Source data: Begin

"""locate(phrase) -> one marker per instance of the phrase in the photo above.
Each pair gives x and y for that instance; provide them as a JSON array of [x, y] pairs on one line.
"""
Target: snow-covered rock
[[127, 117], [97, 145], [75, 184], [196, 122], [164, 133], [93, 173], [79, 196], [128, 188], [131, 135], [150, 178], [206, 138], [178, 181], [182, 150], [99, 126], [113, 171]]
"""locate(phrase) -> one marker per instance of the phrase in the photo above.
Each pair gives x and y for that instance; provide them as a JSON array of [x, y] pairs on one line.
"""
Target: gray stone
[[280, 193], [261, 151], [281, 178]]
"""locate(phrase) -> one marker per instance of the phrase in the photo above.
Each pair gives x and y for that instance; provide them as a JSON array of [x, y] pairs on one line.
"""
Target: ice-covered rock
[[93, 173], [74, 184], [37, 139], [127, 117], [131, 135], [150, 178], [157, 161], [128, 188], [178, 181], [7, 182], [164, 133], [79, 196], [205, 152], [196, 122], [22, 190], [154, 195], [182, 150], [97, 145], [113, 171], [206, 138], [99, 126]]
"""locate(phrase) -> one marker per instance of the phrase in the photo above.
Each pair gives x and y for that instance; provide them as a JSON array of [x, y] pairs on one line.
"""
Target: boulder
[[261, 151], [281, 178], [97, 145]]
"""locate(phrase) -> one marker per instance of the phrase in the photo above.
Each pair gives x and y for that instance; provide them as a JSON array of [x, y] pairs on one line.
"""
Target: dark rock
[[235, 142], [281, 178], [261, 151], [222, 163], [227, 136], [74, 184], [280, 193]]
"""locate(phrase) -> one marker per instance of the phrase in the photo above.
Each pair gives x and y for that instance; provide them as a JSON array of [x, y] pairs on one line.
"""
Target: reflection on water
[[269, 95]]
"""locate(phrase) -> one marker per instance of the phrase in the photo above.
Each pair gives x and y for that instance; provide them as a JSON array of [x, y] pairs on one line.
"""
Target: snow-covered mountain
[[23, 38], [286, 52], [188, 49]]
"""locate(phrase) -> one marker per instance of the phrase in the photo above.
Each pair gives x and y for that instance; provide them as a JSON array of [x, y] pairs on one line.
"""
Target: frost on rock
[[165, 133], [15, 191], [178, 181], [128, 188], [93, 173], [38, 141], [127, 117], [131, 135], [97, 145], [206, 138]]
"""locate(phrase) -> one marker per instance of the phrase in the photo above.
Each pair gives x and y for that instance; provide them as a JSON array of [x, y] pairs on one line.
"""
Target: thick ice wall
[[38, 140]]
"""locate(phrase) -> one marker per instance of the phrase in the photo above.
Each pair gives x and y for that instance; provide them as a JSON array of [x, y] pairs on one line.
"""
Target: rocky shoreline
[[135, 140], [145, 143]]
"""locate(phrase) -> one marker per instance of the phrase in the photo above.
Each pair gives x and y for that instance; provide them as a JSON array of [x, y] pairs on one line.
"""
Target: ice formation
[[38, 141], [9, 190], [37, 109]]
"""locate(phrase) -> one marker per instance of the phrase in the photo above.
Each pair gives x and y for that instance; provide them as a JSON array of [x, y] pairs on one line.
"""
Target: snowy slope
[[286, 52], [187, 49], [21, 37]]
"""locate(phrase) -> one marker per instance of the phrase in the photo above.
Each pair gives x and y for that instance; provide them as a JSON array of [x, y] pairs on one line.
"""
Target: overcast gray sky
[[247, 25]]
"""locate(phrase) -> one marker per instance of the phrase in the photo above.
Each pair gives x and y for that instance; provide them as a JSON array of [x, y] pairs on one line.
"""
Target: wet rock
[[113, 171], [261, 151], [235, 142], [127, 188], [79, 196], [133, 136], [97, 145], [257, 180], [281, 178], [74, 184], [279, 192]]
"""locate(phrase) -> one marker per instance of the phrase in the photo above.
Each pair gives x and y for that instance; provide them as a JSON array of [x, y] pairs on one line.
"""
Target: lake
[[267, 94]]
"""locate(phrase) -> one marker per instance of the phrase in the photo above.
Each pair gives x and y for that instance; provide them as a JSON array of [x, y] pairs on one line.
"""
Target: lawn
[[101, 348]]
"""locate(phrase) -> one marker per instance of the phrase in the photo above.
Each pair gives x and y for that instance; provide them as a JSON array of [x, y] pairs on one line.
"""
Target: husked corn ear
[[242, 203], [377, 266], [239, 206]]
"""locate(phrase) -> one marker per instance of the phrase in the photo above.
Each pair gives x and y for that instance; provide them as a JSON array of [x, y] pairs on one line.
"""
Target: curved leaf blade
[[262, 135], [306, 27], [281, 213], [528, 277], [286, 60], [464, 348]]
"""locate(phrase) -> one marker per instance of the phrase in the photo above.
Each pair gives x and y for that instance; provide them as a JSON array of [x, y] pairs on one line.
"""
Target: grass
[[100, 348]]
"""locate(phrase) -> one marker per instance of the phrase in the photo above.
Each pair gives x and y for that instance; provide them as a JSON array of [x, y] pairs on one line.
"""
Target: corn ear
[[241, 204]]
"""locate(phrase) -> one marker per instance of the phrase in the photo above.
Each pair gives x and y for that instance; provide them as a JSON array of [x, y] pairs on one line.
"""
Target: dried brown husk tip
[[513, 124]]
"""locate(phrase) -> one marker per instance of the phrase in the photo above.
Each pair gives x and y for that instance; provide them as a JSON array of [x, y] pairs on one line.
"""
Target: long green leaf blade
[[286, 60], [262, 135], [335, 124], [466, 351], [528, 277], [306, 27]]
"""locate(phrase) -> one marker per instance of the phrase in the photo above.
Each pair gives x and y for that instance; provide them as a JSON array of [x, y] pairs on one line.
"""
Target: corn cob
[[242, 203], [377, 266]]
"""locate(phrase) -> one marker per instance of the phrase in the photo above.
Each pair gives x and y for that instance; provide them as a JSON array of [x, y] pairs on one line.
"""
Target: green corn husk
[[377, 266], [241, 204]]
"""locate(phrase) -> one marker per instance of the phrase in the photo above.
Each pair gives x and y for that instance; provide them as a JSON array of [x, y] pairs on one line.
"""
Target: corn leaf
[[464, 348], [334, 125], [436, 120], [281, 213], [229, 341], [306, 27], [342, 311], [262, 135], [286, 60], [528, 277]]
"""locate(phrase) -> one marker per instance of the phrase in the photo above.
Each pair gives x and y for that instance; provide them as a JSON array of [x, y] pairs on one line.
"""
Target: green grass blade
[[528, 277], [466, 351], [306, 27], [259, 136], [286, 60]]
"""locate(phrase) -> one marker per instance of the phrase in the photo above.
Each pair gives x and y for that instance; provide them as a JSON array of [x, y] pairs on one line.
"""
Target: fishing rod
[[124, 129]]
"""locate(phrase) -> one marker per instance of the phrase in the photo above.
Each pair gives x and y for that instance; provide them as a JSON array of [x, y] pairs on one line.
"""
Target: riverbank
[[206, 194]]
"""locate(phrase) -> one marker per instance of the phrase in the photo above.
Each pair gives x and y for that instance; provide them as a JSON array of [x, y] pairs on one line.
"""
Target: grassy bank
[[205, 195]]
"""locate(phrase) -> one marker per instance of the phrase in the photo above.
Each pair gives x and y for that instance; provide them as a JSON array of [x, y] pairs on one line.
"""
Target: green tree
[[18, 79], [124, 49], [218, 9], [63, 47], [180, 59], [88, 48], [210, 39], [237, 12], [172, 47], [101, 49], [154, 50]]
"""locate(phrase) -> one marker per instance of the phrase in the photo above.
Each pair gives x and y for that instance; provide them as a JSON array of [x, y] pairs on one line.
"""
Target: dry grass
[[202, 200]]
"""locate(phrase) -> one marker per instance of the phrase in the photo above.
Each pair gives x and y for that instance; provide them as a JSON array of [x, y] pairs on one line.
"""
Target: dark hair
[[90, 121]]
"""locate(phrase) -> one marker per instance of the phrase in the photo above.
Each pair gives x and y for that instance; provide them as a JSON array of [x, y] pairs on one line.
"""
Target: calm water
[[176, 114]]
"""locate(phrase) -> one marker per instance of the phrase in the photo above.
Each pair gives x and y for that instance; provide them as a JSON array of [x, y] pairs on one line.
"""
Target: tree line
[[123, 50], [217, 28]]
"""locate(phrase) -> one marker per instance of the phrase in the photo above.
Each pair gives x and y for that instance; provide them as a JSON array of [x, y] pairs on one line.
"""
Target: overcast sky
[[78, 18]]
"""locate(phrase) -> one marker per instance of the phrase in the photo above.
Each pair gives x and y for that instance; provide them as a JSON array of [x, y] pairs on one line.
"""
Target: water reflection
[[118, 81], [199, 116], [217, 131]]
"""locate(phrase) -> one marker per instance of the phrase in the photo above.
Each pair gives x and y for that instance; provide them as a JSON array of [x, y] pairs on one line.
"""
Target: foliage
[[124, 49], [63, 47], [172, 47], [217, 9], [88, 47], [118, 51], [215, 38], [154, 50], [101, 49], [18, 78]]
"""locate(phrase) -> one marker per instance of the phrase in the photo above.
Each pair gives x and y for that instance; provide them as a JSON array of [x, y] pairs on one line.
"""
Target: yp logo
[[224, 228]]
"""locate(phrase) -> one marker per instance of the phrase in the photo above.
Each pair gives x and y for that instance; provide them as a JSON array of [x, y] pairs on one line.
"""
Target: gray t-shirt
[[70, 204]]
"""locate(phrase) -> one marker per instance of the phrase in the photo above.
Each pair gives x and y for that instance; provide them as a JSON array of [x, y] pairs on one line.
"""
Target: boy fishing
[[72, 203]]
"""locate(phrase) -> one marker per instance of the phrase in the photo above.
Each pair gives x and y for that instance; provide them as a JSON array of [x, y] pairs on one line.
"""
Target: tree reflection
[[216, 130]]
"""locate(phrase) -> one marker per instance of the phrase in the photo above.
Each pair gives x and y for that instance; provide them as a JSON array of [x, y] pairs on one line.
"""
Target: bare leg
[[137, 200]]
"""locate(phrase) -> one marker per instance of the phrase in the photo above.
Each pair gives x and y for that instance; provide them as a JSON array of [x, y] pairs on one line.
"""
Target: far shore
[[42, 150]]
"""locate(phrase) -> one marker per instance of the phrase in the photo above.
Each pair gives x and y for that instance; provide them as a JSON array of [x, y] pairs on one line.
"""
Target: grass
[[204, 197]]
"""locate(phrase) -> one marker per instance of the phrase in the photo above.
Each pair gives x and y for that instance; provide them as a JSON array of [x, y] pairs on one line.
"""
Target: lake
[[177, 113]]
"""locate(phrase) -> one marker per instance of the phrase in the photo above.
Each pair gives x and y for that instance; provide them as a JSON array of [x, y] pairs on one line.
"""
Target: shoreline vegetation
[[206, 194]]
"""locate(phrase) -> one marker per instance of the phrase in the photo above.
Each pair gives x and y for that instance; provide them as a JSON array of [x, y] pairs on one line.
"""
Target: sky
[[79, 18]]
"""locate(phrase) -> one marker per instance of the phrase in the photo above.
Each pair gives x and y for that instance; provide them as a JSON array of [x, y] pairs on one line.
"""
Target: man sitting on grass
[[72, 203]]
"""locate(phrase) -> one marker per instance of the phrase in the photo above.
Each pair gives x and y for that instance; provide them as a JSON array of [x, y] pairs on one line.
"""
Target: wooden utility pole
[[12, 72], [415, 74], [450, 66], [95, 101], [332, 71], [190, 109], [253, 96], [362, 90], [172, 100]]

Source data: End

## [Exercise requirements]
Only the lines from the one containing "Target: shoreline vegetation" to the end of the records should be repeated, exactly as they appear.

## [Result]
Target: shoreline vegetation
[[206, 194]]
"""locate(phrase) -> one marker per instance of the phrase in the photo above.
Each pair gives x and y for that instance; provide them as a JSON array of [x, y] pairs on one line.
"""
Target: sky
[[79, 18]]
"""locate(phrase) -> one marker per instance of the phrase in the photo above.
Each pair gives x and y for that instance; provide them as a JSON array of [x, y] pairs on one line.
"""
Target: man sitting on grass
[[72, 203]]
"""locate(phrase) -> one marker per instance of the phrase in the photo above.
Each pair gives x and y for that instance; provide them as a JSON array of [x, y] pairs on one line.
"""
Target: wooden utility pole
[[12, 72], [415, 74], [450, 66], [95, 101], [332, 71], [190, 109], [253, 96], [362, 90], [172, 100]]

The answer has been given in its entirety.